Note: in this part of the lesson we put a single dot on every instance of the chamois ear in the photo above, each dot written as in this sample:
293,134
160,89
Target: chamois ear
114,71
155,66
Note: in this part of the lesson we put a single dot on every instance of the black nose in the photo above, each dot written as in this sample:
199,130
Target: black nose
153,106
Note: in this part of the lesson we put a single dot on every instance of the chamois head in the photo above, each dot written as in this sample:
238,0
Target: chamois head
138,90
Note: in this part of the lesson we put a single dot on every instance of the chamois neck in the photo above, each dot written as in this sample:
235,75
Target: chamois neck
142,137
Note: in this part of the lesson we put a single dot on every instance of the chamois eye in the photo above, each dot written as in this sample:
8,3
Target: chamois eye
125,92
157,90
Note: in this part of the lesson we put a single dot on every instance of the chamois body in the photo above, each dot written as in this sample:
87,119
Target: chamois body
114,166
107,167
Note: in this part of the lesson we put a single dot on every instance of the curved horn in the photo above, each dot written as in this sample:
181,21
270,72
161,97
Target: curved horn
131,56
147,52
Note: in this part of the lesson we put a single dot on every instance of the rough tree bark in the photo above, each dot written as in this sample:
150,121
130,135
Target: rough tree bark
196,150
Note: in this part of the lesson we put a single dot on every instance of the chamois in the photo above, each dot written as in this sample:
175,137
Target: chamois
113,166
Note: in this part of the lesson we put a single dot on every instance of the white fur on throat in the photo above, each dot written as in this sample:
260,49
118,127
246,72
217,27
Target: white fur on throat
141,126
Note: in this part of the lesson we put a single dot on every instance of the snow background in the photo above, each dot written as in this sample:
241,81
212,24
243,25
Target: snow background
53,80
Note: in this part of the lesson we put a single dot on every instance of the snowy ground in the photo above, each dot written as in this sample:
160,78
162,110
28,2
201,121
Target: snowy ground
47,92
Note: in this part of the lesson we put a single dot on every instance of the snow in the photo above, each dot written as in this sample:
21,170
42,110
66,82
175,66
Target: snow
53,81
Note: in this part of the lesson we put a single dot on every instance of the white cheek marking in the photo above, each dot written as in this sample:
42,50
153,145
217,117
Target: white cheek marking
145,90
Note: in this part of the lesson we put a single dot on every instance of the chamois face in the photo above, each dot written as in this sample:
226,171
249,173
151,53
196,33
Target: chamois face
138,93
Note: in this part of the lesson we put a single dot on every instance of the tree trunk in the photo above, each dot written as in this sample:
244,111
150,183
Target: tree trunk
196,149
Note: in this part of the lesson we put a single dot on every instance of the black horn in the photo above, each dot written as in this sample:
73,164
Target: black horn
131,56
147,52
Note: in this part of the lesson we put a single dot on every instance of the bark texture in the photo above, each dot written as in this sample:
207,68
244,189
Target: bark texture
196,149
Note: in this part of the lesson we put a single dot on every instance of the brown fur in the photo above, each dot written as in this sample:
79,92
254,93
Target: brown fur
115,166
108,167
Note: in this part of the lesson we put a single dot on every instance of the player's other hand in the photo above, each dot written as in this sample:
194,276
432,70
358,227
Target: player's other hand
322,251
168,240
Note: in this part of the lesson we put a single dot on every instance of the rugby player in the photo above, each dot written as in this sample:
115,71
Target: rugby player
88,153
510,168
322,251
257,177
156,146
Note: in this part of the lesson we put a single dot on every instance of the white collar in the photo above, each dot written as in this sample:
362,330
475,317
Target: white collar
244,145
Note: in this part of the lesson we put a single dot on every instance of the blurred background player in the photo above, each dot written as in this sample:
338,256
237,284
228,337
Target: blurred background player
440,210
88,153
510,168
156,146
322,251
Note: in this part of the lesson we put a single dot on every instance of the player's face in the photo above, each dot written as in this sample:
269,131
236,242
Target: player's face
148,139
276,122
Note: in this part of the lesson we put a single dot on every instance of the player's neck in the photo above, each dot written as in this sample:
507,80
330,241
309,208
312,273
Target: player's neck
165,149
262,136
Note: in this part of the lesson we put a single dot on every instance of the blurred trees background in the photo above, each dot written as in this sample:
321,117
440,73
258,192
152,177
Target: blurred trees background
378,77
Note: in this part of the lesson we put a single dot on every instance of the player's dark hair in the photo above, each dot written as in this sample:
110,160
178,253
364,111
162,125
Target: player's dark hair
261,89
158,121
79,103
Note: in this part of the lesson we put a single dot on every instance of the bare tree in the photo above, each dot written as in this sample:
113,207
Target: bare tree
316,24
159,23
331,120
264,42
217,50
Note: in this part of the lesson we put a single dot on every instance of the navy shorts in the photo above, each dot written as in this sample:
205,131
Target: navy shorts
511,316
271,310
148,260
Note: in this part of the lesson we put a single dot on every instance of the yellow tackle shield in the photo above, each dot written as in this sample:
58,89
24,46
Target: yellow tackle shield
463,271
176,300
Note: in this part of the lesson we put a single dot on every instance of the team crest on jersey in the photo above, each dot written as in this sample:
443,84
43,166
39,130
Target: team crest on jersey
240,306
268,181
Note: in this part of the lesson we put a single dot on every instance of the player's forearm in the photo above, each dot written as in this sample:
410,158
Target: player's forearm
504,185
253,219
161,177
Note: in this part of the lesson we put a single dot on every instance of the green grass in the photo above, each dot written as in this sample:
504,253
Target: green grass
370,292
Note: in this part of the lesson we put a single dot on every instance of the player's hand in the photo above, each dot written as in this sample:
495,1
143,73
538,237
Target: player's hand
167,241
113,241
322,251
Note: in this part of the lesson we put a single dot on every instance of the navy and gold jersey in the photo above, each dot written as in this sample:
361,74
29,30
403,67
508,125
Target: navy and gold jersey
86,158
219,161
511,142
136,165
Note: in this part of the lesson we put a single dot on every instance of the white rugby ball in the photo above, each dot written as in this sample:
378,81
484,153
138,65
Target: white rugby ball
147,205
__________________________________________________
## Instruction:
Give the records above again, word for word.

## Output of the exercise:
Note: in this part of the lesson we put a single dot on every instance of the chamois ear in the photo above, each dot written as in this sample:
293,134
160,89
Target: chamois ear
114,71
155,66
Note: in this part of the lesson we put a single dot on every instance of the black nose in the photo above, each dot written as in this sample:
199,130
Target: black nose
153,106
Note: in this part of the lesson we put a single dot on every instance of the chamois head in the photo above, each dot written as in this sample:
238,0
Target: chamois head
138,90
Note: in this part of the lesson we put a single dot on every instance of the chamois neck in the photo above, each dot written as in this sample:
235,75
Target: chamois neck
142,137
Note: in this part of the lesson we put a single dot on every instance of the chamois eye in the photo above, each dot written as in this sample:
8,3
Target: chamois eye
125,92
157,90
Note: in this part of the lesson we put a single dot on every instance of the chamois body in the photo above, each dot written as in this sample:
87,119
Target: chamois body
114,166
107,167
Note: in this part of the lesson we put a single dot on every instance of the curved horn in the photo above, each dot written as in this sample:
181,21
270,72
161,97
Target: curved horn
131,56
147,52
Note: in this part of the lesson we put a single dot on every instance of the rough tree bark in the photo above, each dot written as in this sample:
150,121
130,135
Target: rough tree bark
196,150
Note: in this part of the lesson we put a single dot on every instance of the chamois in the photo above, each dot written as in this sample:
175,137
Target: chamois
113,166
Note: in this part of the lesson we put a single dot on every instance of the white fur on throat in the photo above, each dot written as in this sample:
260,49
118,127
246,72
217,27
Target: white fur on throat
141,126
Note: in this part of the lesson we put a single dot on every instance of the snow background in the photo above, each dot written as in this sample:
241,81
212,24
243,25
Target: snow background
53,80
Note: in this part of the lesson we put a single dot on every instance of the snowy ground in the photo above, each dot written as in this sample:
160,78
162,110
28,2
201,121
Target: snowy ground
47,92
Note: in this part of the lesson we put a single dot on every instance of the snow in the photo above, each dot written as in this sample:
21,170
42,110
66,82
175,66
Target: snow
53,81
Note: in this part of the lesson we put a single dot on every instance of the white cheek marking in the photo above, each dot written as in this sample:
42,50
153,145
217,117
Target: white cheek marking
145,90
Note: in this part of the lesson we put a single dot on every instance of the chamois face in the photo above, each dot written as in this sample:
226,171
249,173
151,53
196,33
Target: chamois face
138,93
Note: in this part of the lesson we put a single dot on every instance of the tree trunk in the photo above, each dot written as in this sample:
244,111
150,183
Target: tree trunk
196,149
Note: in this part of the lesson we put a single dot on every instance of the black horn in the photo above, each dot written as in this sample:
73,164
Target: black horn
131,56
147,52
Note: in this part of the lesson we put a single dot on every instance of the bark texture in the photo above, each dot written as in this sample:
207,68
244,189
Target: bark texture
196,149
Note: in this part of the lesson we put a single dot on every instance of the brown fur in the photo above, each dot written as in this sample:
79,92
254,93
Target: brown fur
115,166
108,167
Note: in this part of the lesson we put a single dot on every instance of the player's other hand in the photo above, each dot written as in this sample:
194,276
432,70
358,227
Target: player's other hand
322,251
168,240
Note: in this part of the lesson we put a single dot on every instance of the rugby player in the photo above, each dot written as in this sample:
115,71
Target: rugby player
88,153
510,168
322,251
257,177
156,146
Note: in this part of the lesson we put a single dot on every instance of the white collar in the photo above, each dot written as in this sample:
362,330
475,317
Target: white collar
244,145
Note: in this part of the lesson we put a single dot on every instance of the blurred background player in the photo above, each dot written as in this sample:
338,256
237,284
228,337
Target: blurred background player
440,210
88,153
510,168
156,146
322,251
Note: in this part of the lesson we put a single dot on every instance of the player's face in the photo above, each dot written as in this sample:
269,131
236,242
Target: player's face
148,139
276,122
Note: in this part of the lesson we put a single dot on every instance of the player's neck in the photo above, each dot written as in this sample:
507,80
330,241
309,208
312,273
Target: player's neck
165,149
262,136
Note: in this part of the lesson we put a single dot on every instance of the blurred trees background in the photo above, each dot written as in this sample:
321,117
440,73
258,192
152,177
Target: blurred trees background
378,77
Note: in this part of the lesson we put a single dot on every instance of the player's dark hair in the photo above, each dot written as in this sample:
110,160
178,253
364,111
162,125
Target: player's dark hair
261,89
158,121
79,103
Note: in this part of the lesson we put a single dot on every instance of the bare tree in the photo above, each dot written as in this sample:
113,207
Target: bare tree
316,24
159,23
331,120
264,42
217,50
Note: in this part of the lesson we put a single dot on every instance of the navy shorts in the photo above, each dot written as in this sample:
205,131
Target: navy shorts
511,316
271,310
148,260
Note: in this part of the lesson we put a single dot on every instance of the yellow tackle shield in the photo above, each dot written as in this sample:
58,89
24,46
Target: yellow tackle shield
463,271
176,300
Note: in this part of the lesson we put a single dot on every instance of the team crest on jersey in the photo above, each dot written as in this sample:
443,84
43,166
39,130
Target: team crest on jersey
240,306
268,181
Note: in this part of the lesson we put a single dot on every instance of the player's forearm in the photo above, each dot written as in this sample:
410,158
Target: player's forearm
504,185
253,219
161,177
Note: in this part of the lesson we put a single dot on every instance of the green grass in the photo above, each dot written as in this sample:
504,253
Target: green grass
370,292
Note: in this part of the lesson we put a single dot on every instance of the player's hand in the photo above, each dot written as in this sample:
495,1
143,73
538,237
Target: player's hand
167,241
113,241
322,251
Note: in this part of the lesson we put a single dot on every instance of the navy and gold jersey in the photo above, each dot written as in this sample:
361,74
29,30
403,67
508,125
Target: navy and gold jersey
86,158
219,161
511,142
136,165
Note: in this part of the lesson we put a single dot on every instance of the white rugby ball in the photo above, each dot written as in this sample:
378,81
484,153
138,65
Target: white rugby ball
147,205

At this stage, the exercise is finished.